A common issue is that you have multiple versions of the same dependency, located in different directories, and CMake picks the wrong version.

The process by which CMake finds packages is involved, and the CMake documentation contains all the gory details. One implication, though, is that CMake adds directories in your path to its set of search locations.

Thus, if the LLVM C++ compiler (clang++) is in your path, CMake will attempt to use the LLVM support libraries (e.g., libLLVMSupport.a, libclang.so) associated with your compiler installation by default, even though your compiler and the version of the LLVM support libraries you use are not strictly related to each other.

You can work around this by putting the location of the LLVM support libraries in CMAKE_PREFIX_PATH because that takes precedence over locations in your path. Alternatively, you can indicate the location of the LLVM libraries directly with LLVM_DIR:

cmake -DCMAKE_TOOLCHAIN_FILE=conan_paths.cmake \
  -DLLVM_DIR="$(llvm-config-X --cmakedir)" ..

Submitting Changes

The way to contribute code to the Katana project is to make a fork of this repository and create a pull request with your desired changes. For a general overview of this process, this description from Atlassian.

Merging Changes

If you are an external contributor (i.e., someone who does not have write access to this repo), the main reviewer of your pull request is responsible for finally merging your code after it has been reviewed.

If you are an internal contributor (e.g., a member of Katana Graph), you are responsible for merging your code after it has been reviewed.

When writing your change and during the review process, it is common to just append commits to your pull request branch, but prior to merging, these process commits should be reorganized with the interest of future developers in mind. This usually means structuring commits to be less about your process and more about the logical outcomes.

A common pattern is a refactoring commit followed by the actual new feature. Each commit is usually buildable and testable on its own but altogether they comprise the work done. You can look at the git history of this repo for inspiration, but if you have any doubts, squashing all your commits into one is usually a safe choice.

You can use git rebase --interactive to reorganize your commits and git push --force to update your branch. Depending on your IDE, there are various features or plugins to streamline this process (e.g., vim-fugitive, magit). Git also provides git commit --fixup and git rebase --autosquash which can streamline this process.

Build and Release Versions

Release versions of Katana are semantic versions with an release candidate tag (rc#) appended for release candidates.

Build/development versions of Katana are of the form: [release].dev+N.0.######.

  • a release version
  • .dev
  • +
  • the number of commits on the nearest major branch (e.g., master or release/v*)
  • 0
  • an abbreviated commit id

The 0 is a placeholder for the enterprise commit count in enterprise builds (enterprise builds also add an enterprise commit hash). The commit hashes are replaced with dirty if the tree is dirty. For example, 0.1.10rc1.dev+40.0.04ac6f.

The version number of a commit is computed from the content of the repository. The process is:

  • If the commit has a tag in the form v{version number} (e.g., v0.1.10rc1) then that is the version regardless of other information.
  • Otherwise, the content of config/version.txt specifies the upcoming release and the version of the commit is computed based on the commit history and branches.

^^^^

__CHALLENGE 1__. Display every line of the listing that contains the string "wooden". Case counts.
The page text and the listing are unrelated to each other.

__MATERIAL TO PROCESS__.
^^^^

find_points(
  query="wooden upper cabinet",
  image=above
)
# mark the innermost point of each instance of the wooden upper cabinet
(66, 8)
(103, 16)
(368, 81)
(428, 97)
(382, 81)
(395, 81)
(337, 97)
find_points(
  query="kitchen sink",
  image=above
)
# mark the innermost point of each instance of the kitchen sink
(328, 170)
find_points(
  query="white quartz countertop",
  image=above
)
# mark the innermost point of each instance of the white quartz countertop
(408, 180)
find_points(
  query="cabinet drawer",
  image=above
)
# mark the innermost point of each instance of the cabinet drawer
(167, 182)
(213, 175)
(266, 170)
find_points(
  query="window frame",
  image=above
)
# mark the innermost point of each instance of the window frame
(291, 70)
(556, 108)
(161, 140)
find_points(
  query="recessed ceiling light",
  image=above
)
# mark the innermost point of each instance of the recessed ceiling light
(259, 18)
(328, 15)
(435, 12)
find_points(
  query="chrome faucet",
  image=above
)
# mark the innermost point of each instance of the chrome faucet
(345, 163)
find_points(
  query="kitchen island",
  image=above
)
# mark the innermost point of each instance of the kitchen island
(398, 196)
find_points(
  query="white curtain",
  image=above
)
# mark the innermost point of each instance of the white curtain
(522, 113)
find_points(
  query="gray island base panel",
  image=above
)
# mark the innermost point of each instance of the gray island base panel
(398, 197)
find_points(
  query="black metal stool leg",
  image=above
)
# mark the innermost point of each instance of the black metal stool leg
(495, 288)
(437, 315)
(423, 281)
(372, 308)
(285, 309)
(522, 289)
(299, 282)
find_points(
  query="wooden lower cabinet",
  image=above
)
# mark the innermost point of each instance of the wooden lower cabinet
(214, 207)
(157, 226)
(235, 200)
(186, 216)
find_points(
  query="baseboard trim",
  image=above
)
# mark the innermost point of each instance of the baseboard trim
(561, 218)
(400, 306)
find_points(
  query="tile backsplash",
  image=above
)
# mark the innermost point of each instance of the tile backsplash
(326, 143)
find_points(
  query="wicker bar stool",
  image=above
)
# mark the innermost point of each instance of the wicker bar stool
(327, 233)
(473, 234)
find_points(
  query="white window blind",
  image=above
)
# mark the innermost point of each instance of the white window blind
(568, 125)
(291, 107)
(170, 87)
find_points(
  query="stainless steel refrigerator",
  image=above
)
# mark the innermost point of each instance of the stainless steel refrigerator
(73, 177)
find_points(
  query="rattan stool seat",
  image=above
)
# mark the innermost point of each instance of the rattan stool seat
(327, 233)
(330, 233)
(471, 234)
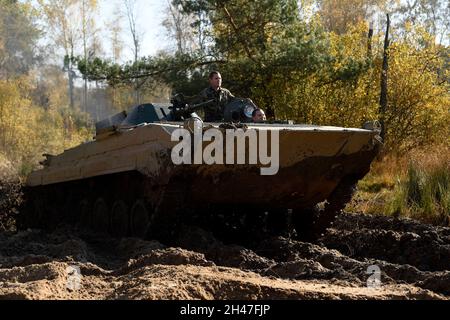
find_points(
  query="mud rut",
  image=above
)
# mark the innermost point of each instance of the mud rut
(407, 253)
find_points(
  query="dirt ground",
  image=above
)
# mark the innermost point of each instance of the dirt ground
(413, 261)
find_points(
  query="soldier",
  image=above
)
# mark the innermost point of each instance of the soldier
(258, 115)
(214, 111)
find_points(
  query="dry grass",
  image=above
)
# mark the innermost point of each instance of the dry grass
(416, 185)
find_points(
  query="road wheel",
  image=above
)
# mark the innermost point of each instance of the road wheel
(100, 216)
(140, 219)
(119, 219)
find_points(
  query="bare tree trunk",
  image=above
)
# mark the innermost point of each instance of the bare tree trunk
(131, 14)
(384, 81)
(85, 54)
(70, 75)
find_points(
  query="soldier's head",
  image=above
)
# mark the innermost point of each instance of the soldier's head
(215, 80)
(258, 115)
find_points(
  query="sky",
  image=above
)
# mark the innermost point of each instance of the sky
(150, 14)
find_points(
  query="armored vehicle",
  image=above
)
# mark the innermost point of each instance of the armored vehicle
(125, 181)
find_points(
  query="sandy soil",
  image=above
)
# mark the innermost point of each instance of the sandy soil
(413, 259)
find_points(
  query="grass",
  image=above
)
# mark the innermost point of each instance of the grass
(416, 185)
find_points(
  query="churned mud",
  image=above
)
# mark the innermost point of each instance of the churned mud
(410, 260)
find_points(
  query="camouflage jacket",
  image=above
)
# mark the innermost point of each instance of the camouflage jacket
(214, 111)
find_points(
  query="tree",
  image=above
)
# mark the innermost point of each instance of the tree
(62, 20)
(19, 35)
(132, 16)
(180, 27)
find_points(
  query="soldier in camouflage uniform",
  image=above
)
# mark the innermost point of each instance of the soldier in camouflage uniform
(214, 111)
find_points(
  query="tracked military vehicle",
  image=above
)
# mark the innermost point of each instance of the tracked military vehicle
(124, 182)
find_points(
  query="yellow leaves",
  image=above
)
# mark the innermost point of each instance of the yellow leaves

^^^^

__CHALLENGE 2__. According to the page text, what does the 0 in a Katana build version stand in for?

__COMPLETE OUTPUT 1__.
  query="wooden upper cabinet",
# mark the innermost point of each instance of the wooden upper cabinet
  query="wooden lower cabinet",
# mark the innermost point of each instance of the wooden lower cabinet

__COMPLETE OUTPUT 2__. The enterprise commit count in enterprise builds.